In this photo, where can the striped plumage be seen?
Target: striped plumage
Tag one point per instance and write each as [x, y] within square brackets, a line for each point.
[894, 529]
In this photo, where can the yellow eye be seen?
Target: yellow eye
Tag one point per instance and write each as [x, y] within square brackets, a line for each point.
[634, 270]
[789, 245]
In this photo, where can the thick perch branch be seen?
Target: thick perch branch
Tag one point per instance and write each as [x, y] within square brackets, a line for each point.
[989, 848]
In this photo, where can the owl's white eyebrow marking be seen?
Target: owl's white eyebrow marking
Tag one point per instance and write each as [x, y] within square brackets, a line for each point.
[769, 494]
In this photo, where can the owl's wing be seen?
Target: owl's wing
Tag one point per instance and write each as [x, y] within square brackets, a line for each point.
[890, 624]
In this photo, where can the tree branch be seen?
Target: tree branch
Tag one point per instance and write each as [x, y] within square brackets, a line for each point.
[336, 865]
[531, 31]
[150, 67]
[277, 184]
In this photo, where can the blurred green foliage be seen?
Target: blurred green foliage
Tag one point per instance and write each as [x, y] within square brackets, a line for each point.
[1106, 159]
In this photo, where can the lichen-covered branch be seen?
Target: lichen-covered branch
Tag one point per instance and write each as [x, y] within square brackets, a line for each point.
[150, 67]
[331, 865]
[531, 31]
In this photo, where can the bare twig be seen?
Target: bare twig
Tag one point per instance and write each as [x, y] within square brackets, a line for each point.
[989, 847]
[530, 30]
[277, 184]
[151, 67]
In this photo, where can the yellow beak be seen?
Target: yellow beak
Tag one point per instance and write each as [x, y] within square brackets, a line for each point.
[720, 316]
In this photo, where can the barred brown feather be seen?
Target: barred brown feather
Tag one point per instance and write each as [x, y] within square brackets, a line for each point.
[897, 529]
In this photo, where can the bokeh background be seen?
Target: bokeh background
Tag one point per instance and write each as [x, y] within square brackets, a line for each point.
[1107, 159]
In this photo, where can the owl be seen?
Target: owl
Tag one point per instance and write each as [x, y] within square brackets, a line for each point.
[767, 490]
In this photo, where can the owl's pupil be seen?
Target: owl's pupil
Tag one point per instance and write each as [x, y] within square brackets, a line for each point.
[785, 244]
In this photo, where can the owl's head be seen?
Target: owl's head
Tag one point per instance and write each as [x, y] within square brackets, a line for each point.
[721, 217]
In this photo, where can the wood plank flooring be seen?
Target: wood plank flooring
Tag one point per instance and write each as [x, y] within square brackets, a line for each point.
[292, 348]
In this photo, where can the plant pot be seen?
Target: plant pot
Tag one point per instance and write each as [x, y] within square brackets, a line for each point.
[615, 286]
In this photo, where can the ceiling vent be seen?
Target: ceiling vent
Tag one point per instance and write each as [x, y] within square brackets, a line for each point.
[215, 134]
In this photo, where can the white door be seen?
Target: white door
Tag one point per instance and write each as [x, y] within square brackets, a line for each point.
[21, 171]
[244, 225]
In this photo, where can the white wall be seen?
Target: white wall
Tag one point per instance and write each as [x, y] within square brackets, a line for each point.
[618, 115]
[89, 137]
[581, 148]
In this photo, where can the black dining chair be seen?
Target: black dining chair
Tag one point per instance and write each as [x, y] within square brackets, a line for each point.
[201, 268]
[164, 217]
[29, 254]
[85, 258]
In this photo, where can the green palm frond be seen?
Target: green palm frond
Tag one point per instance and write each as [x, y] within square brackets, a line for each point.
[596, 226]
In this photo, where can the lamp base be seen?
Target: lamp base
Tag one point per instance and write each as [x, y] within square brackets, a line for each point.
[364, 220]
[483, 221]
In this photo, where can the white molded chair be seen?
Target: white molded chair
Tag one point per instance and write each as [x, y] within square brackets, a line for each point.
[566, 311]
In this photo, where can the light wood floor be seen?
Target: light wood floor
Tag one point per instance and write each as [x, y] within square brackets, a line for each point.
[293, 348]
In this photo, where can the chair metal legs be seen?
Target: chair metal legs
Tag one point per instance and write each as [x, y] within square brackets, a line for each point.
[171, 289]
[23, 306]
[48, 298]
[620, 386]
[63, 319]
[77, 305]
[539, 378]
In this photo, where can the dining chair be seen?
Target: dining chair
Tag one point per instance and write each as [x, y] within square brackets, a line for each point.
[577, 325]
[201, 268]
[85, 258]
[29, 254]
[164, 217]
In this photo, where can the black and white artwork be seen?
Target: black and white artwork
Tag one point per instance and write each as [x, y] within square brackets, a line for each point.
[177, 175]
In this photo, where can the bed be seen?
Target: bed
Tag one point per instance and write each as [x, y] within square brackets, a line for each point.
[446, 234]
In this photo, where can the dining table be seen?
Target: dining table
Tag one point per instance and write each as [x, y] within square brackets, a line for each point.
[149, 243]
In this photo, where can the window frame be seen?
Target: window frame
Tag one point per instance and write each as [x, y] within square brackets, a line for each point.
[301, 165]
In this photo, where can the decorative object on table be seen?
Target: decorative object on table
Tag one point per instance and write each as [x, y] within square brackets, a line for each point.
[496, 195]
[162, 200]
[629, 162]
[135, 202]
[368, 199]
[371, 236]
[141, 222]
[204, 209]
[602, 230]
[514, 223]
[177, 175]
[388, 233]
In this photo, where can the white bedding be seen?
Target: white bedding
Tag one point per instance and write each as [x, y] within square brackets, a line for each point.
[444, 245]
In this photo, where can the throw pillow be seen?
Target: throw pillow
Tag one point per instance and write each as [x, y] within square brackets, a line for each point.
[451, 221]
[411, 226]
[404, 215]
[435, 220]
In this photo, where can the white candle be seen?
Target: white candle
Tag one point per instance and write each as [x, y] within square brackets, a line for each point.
= = = = =
#### EXERCISE TASK
Format every line of the material above as a JSON list of strings, with each line as its own string and blank lines dropped.

#### OUTPUT BELOW
[
  "In this photo, where can the striped plumage be seen?",
  "Target: striped plumage",
  "Tag one point per instance and write each as [x, y] within square brackets, a line for each point.",
  "[894, 529]",
  "In this photo, where can the yellow eye be seen?",
  "Target: yellow eye",
  "Tag one point per instance and write each as [x, y] within square brackets, a line for each point.",
  "[634, 270]",
  "[789, 245]",
  "In this photo, where can the thick perch branch be seen?",
  "Target: thick perch branch",
  "Tag one point per instance and write each as [x, y] within square brackets, a line for each point.",
  "[989, 848]",
  "In this photo, where can the owl's white eyebrow marking be seen?",
  "Target: owl's white eyebrow marking",
  "Tag one point per instance and write each as [x, y] within square brackets, a line for each point.",
  "[769, 494]",
  "In this photo, where can the owl's wing be seen?",
  "Target: owl's wing",
  "Tag one point per instance and write each as [x, y] within square brackets, a line for each point.",
  "[890, 624]",
  "In this photo, where can the tree branch be seen?",
  "Target: tree branch",
  "Tag one point per instance and write each as [x, y] within square brackets, a line for each point.",
  "[336, 865]",
  "[531, 31]",
  "[150, 67]",
  "[277, 184]",
  "In this photo, where can the blurred green foliage be seen?",
  "Target: blurred green foliage",
  "Tag one point per instance and write each as [x, y] within square brackets, a line for each point.",
  "[1106, 159]",
  "In this photo, where can the lichen-covered branch be seen?",
  "Target: lichen-covered branch",
  "Tag one point per instance and write each as [x, y] within square brackets, a line for each point.",
  "[150, 67]",
  "[331, 865]",
  "[531, 31]",
  "In this photo, where can the bare twig be seen?",
  "Target: bare twig",
  "Tag one point per instance and write each as [x, y] within square brackets, a line for each point.",
  "[989, 847]",
  "[530, 30]",
  "[277, 184]",
  "[151, 67]",
  "In this photo, where can the yellow beak be seen?",
  "Target: yellow beak",
  "Tag one point per instance and write each as [x, y] within square brackets, a line for each point.",
  "[720, 316]",
  "In this photo, where can the barred brown feather be seen?",
  "Target: barred brown feather",
  "Tag one point per instance and write each as [x, y] within square brackets, a line for each point.",
  "[897, 529]",
  "In this photo, where can the bokeh background be seen?",
  "Target: bokeh background",
  "Tag one point per instance and write each as [x, y] within square brackets, a line for each point.",
  "[1107, 159]",
  "In this photo, where can the owl be seen?",
  "Target: owl",
  "Tag one point per instance and write each as [x, y] within square brackets, a line for each point.",
  "[767, 490]",
  "In this photo, where can the owl's pupil be seen?",
  "Target: owl's pupil",
  "Tag one point per instance and write each as [x, y] within square brackets, a line for each point.",
  "[785, 244]",
  "In this photo, where can the owl's head be seen?",
  "Target: owl's head",
  "Tag one point per instance and write each as [x, y] within square brackets, a line for each point.",
  "[721, 217]",
  "In this photo, where can the wood plank flooring be seen?",
  "Target: wood plank flooring",
  "Tag one point per instance and write each as [x, y] within square brackets, a line for each point.",
  "[292, 348]",
  "In this photo, where can the plant pot be seen?",
  "Target: plant pot",
  "Tag one point per instance and write each as [x, y] within square brackets, a line for each point.",
  "[615, 286]",
  "In this photo, where can the ceiling vent be seen?",
  "Target: ceiling vent",
  "Tag one point per instance and write each as [x, y] within square brackets, a line for each point.",
  "[215, 134]",
  "In this photo, where can the white door be seen?",
  "Target: white door",
  "Tag one point per instance and write each as [x, y] within square brackets, a line for each point.",
  "[21, 171]",
  "[244, 225]",
  "In this photo, where can the white wall be seen?",
  "Target: white wall",
  "Tag one point per instance and write each as [x, y] within square brackets, a line for each point.",
  "[618, 115]",
  "[89, 137]",
  "[581, 148]",
  "In this photo, where can the black dining chair be seen?",
  "Target: black dining chair",
  "Tag one point per instance and write each as [x, y] within square brackets, a line for each point.",
  "[201, 268]",
  "[164, 217]",
  "[29, 254]",
  "[85, 258]",
  "In this photo, where can the green palm frond be seen?",
  "Target: green palm frond",
  "Tag one point per instance and write each as [x, y] within square brackets, a line for each point.",
  "[596, 226]",
  "In this photo, where can the lamp base be seen?",
  "Target: lamp base",
  "Tag one point per instance and write each as [x, y] within square brackets, a line for each point.",
  "[364, 220]",
  "[483, 221]",
  "In this photo, where can the white molded chair be seen?",
  "Target: white molded chair",
  "Tag one point per instance and write each as [x, y] within square brackets, a line for each point.",
  "[566, 311]",
  "In this photo, where can the light wood floor be seen?",
  "Target: light wood floor",
  "Tag one point per instance and write each as [x, y] within square brackets, a line for each point.",
  "[293, 348]",
  "In this photo, where can the chair metal legs be seen?",
  "Target: chair metal legs",
  "Tag one point per instance and write each as [x, y] within square brackets, a line for each point.",
  "[171, 289]",
  "[23, 306]",
  "[48, 298]",
  "[620, 386]",
  "[63, 319]",
  "[77, 305]",
  "[539, 378]",
  "In this photo, where can the dining chair be seen?",
  "Target: dining chair",
  "Tag one point per instance and write each as [x, y] within square brackets, a line for each point.",
  "[577, 325]",
  "[201, 268]",
  "[85, 258]",
  "[29, 254]",
  "[164, 217]",
  "In this photo, where can the black and white artwork be seen?",
  "Target: black and white artwork",
  "Tag one point per instance and write each as [x, y] within square brackets, a line for each point.",
  "[177, 175]",
  "In this photo, where can the bed be seen?",
  "Target: bed",
  "Tag one point per instance and write each as [x, y] within square brackets, a line for each point.",
  "[446, 234]",
  "In this photo, where can the dining table be seen?",
  "Target: dining table",
  "Tag one point per instance and write each as [x, y] within square brackets, a line for each point.",
  "[149, 243]",
  "In this photo, where can the window frame be seen?",
  "Target: window frame",
  "Tag one point per instance and write each as [x, y] within square brackets, a line for each point.",
  "[301, 165]",
  "In this photo, where can the decorative object on table be seen?",
  "Target: decorative object on table",
  "Tag one point per instance and write each as [x, y] within square brackets, a line for each point.",
  "[496, 195]",
  "[162, 200]",
  "[629, 162]",
  "[135, 202]",
  "[368, 199]",
  "[371, 236]",
  "[141, 222]",
  "[204, 209]",
  "[602, 230]",
  "[514, 223]",
  "[177, 175]",
  "[388, 233]",
  "In this photo, where can the white bedding be seen?",
  "Target: white bedding",
  "Tag one point per instance and write each as [x, y] within square brackets, a line for each point.",
  "[444, 245]",
  "In this photo, where can the throw pillow be seen?",
  "Target: throw pillow",
  "Tag one point per instance and write each as [x, y] within square brackets, a line for each point.",
  "[451, 221]",
  "[411, 226]",
  "[404, 215]",
  "[435, 220]",
  "In this photo, where can the white candle be seen?",
  "Target: white candle",
  "Tag one point per instance and write each as [x, y] within square brackets, a line for each point."
]